Brief – Of all the lines in the records below, copy only those that contain the string "clicks".

Dataset –
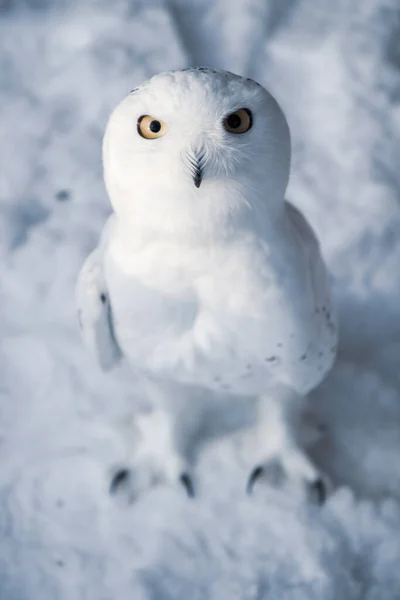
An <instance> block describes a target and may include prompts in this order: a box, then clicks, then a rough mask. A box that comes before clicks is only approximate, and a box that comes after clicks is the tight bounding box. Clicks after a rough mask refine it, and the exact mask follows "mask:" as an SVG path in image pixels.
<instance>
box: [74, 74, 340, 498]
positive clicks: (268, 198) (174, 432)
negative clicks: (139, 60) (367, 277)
mask: <svg viewBox="0 0 400 600" xmlns="http://www.w3.org/2000/svg"><path fill="white" fill-rule="evenodd" d="M103 164H104V174H105V182H106V187H107V191H108V194H109V197H110V200H111V203H112V206H113V209H114V214H113V215H112V216H111V217H110V219H109V221H108V223H107V224H106V226H105V229H104V231H103V235H102V237H101V241H100V243H99V246H98V247H97V248H96V250H94V252H93V253H92V254H91V255H90V256H89V257H88V259H87V260H86V262H85V263H84V266H83V268H82V271H81V273H80V276H79V280H78V285H77V298H78V306H79V316H80V323H81V326H82V330H83V336H84V338H85V340H86V342H87V343H88V345H89V347H90V348H91V350H92V352H93V353H94V354H95V356H96V357H97V360H98V362H99V364H100V366H101V367H102V368H104V369H108V368H110V367H112V366H113V365H114V364H115V363H117V362H118V361H119V359H120V358H121V357H125V358H126V359H127V360H128V361H129V362H130V363H131V365H132V366H133V367H134V369H135V371H136V373H137V374H140V377H141V378H142V380H146V381H148V382H149V386H150V387H149V390H150V391H149V393H150V395H152V400H153V401H154V402H155V404H156V406H157V409H156V410H155V411H154V412H153V413H151V414H150V415H147V416H146V417H143V419H142V421H141V424H140V423H139V428H140V436H141V437H140V439H141V443H140V446H139V448H138V449H137V451H136V452H135V454H134V455H132V460H131V461H130V462H131V464H127V465H126V469H122V470H121V471H119V472H118V473H117V474H116V476H115V478H114V480H113V483H112V489H115V488H116V487H117V485H118V484H120V483H122V482H123V481H124V483H126V482H127V480H128V479H129V477H131V476H132V473H134V477H133V480H134V482H135V483H134V485H135V486H136V487H137V490H136V491H141V490H142V489H144V488H146V487H148V486H150V485H151V484H152V482H154V481H155V480H157V481H163V482H168V483H175V482H177V481H180V482H181V483H183V484H184V486H185V487H186V490H187V492H188V494H189V495H193V493H195V489H194V486H193V480H192V475H191V472H190V470H191V467H190V466H189V461H188V452H189V451H191V450H192V448H191V446H192V445H193V441H194V440H195V438H196V433H197V432H196V429H197V428H198V426H199V424H200V422H201V418H200V415H201V411H202V408H201V404H202V401H201V392H202V393H203V395H204V393H206V395H207V397H208V398H210V397H212V398H213V399H214V398H215V401H218V399H219V397H221V396H222V395H223V396H224V397H225V398H226V396H227V395H229V396H230V398H231V402H232V403H235V401H236V400H237V398H238V397H244V396H246V397H249V398H250V397H253V398H256V399H257V402H258V413H257V414H258V419H257V423H256V431H255V435H256V436H257V437H256V439H257V443H256V445H255V448H256V454H255V456H254V469H253V470H252V471H251V473H250V476H249V480H248V490H249V491H251V489H252V486H253V484H254V482H255V480H256V479H258V477H260V476H262V474H263V472H264V470H265V469H266V468H267V467H268V465H270V464H271V463H272V462H274V461H275V462H276V461H278V462H279V464H280V465H281V467H282V470H283V471H284V473H285V474H286V476H287V477H290V478H291V479H295V480H297V481H298V482H299V483H302V484H304V485H305V489H311V490H314V491H315V492H316V494H317V495H318V496H319V500H320V501H321V502H322V501H323V499H324V496H325V486H324V481H323V479H322V477H321V475H320V473H319V472H318V469H317V468H316V467H315V466H314V464H313V463H312V462H311V460H310V459H309V457H308V456H307V455H306V454H305V452H304V450H303V449H302V448H300V445H299V443H298V441H297V440H298V434H297V425H298V419H299V415H300V410H301V407H302V399H303V398H304V396H305V395H306V394H307V393H308V392H309V391H310V390H312V389H313V388H314V387H315V386H316V385H318V384H319V383H320V382H321V380H322V379H323V378H324V376H325V375H326V373H327V372H328V371H329V369H330V368H331V366H332V364H333V361H334V358H335V353H336V346H337V334H336V329H337V328H336V321H335V316H334V311H333V308H332V300H331V293H330V288H329V282H328V276H327V272H326V269H325V266H324V263H323V260H322V258H321V254H320V251H319V245H318V242H317V240H316V238H315V235H314V234H313V231H312V230H311V228H310V226H309V225H308V223H307V221H306V220H305V218H304V217H303V216H302V214H301V213H300V212H299V211H298V210H297V209H295V208H294V207H293V206H292V205H291V204H289V203H288V202H286V201H285V200H284V194H285V190H286V187H287V184H288V179H289V170H290V135H289V129H288V125H287V123H286V119H285V117H284V115H283V113H282V111H281V109H280V107H279V106H278V104H277V102H276V101H275V100H274V98H273V97H272V96H271V95H270V94H269V93H268V92H267V91H266V90H265V89H264V88H263V87H262V86H261V85H259V84H258V83H256V82H255V81H253V80H251V79H245V78H243V77H239V76H237V75H234V74H232V73H229V72H225V71H215V70H211V69H205V68H195V69H185V70H181V71H174V72H167V73H162V74H160V75H156V76H155V77H153V78H152V79H150V80H149V81H147V82H145V83H144V84H143V85H141V86H140V87H139V88H137V89H135V90H133V91H132V92H131V93H130V94H129V95H128V96H127V97H126V98H125V99H124V100H123V101H122V102H121V103H120V104H119V106H117V108H116V109H115V111H114V112H113V114H112V116H111V118H110V120H109V123H108V126H107V130H106V134H105V139H104V146H103ZM150 383H151V385H150Z"/></svg>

Output of the exercise –
An <instance> block describes a target and may include prompts in this order: a box, then clicks, then a rough mask. A box that comes before clicks is only approximate, and a box that comes after clicks is the tight bounding box. Clicks after a rough mask refine it, and the exact mask follows "mask:" as an SVG path in image pixels.
positive clicks: (268, 198) (174, 432)
negative clicks: (139, 60) (367, 277)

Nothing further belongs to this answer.